* Material for this exercise

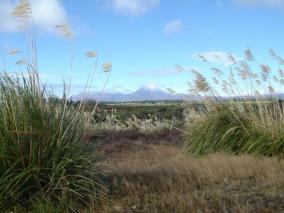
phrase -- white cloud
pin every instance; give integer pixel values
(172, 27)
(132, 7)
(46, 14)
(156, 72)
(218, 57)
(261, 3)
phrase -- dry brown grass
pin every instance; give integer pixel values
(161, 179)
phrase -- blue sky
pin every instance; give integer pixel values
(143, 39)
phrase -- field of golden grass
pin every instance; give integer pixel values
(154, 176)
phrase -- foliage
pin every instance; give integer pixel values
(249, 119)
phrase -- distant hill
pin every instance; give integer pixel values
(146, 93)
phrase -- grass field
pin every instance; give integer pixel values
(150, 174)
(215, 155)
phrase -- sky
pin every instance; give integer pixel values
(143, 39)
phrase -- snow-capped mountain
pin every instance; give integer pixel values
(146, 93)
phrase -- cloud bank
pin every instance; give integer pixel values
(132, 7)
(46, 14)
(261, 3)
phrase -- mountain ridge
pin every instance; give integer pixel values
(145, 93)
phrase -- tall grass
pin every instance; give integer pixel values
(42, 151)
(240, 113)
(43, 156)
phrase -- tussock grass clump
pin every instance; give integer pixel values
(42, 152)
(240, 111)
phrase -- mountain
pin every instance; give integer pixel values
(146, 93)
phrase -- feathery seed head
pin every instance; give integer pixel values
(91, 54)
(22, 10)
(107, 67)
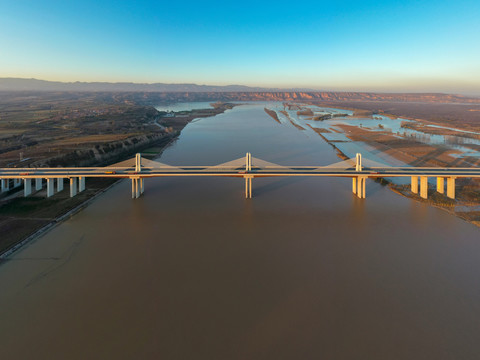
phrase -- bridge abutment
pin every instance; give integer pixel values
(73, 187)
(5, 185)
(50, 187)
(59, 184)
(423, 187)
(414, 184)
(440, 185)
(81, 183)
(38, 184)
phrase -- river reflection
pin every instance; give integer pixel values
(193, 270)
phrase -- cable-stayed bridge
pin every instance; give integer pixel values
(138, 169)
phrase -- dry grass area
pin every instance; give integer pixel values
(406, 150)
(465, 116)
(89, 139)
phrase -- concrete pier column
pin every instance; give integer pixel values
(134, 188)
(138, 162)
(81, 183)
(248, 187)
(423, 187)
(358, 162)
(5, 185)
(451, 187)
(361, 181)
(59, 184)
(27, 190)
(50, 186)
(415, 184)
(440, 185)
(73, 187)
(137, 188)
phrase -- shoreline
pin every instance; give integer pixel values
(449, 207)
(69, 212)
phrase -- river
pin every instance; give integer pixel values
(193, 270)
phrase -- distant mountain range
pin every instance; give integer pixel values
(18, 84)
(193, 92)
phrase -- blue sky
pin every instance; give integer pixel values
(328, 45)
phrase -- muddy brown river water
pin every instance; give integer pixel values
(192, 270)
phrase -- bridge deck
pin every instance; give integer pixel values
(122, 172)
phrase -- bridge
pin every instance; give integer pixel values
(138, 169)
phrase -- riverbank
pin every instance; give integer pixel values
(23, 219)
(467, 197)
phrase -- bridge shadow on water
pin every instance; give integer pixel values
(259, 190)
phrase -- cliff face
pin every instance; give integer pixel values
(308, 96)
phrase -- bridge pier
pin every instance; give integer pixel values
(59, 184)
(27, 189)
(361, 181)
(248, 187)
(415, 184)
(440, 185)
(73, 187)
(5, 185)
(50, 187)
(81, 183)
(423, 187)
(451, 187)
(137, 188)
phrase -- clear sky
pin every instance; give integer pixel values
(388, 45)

* * *

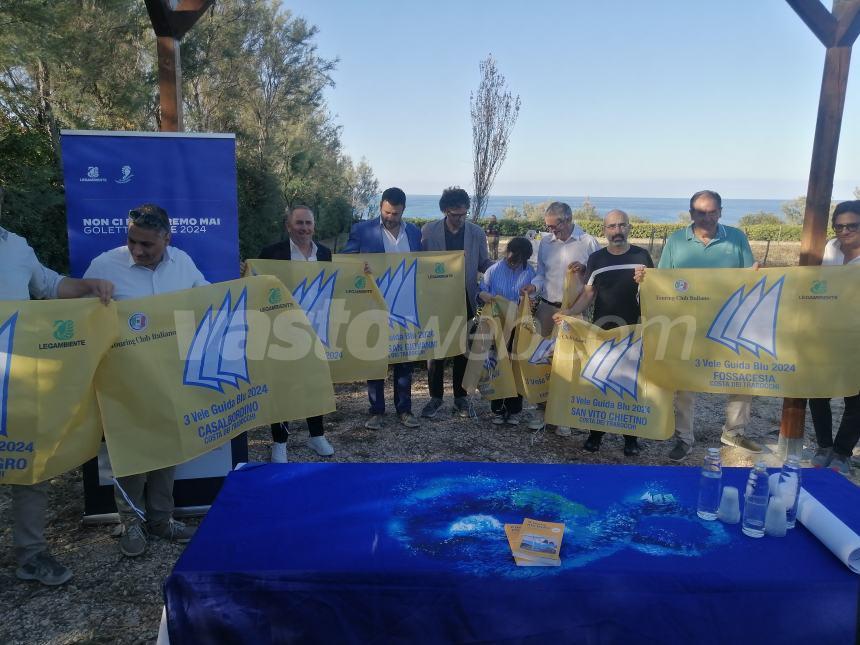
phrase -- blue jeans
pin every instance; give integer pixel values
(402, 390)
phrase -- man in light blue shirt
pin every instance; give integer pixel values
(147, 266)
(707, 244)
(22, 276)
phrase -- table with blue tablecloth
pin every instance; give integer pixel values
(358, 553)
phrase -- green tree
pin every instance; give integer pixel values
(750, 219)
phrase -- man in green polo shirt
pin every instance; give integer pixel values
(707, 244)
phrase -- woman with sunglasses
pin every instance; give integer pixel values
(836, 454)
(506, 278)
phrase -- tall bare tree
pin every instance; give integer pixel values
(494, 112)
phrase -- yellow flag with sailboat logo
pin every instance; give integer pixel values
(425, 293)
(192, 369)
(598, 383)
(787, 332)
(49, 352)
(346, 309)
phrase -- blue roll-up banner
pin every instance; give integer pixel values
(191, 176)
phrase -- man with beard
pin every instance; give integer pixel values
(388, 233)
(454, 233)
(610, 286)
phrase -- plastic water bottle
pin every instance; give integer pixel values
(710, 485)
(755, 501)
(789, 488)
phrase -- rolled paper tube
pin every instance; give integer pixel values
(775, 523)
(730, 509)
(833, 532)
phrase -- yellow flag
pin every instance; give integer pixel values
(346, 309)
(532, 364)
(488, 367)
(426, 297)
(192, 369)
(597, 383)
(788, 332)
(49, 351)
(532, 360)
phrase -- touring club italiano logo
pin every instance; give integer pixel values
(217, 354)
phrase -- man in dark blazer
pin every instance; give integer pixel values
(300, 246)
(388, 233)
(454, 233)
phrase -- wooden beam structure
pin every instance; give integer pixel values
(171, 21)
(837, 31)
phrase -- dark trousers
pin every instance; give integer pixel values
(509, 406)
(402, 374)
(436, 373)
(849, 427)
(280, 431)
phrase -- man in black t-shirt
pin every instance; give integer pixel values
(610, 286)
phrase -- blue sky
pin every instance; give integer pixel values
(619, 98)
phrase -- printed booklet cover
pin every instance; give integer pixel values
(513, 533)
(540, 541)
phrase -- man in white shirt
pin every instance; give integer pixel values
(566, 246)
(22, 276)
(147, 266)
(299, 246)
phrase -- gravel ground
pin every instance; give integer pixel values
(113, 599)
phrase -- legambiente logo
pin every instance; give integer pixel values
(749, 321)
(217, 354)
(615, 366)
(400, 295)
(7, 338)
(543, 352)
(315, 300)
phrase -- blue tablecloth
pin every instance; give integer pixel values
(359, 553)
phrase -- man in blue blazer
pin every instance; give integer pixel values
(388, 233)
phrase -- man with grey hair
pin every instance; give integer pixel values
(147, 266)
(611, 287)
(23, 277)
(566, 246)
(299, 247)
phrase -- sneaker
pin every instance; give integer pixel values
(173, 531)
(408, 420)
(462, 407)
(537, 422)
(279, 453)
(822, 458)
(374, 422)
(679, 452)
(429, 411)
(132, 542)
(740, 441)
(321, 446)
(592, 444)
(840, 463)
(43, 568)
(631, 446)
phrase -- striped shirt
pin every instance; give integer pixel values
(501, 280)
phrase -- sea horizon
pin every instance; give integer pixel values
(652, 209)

* Exercise instructions
Select every line of the records above that contains the word "dark", and copy each of those lines.

* Full solution
phrase -- man in dark blazer
phrase -- dark trousers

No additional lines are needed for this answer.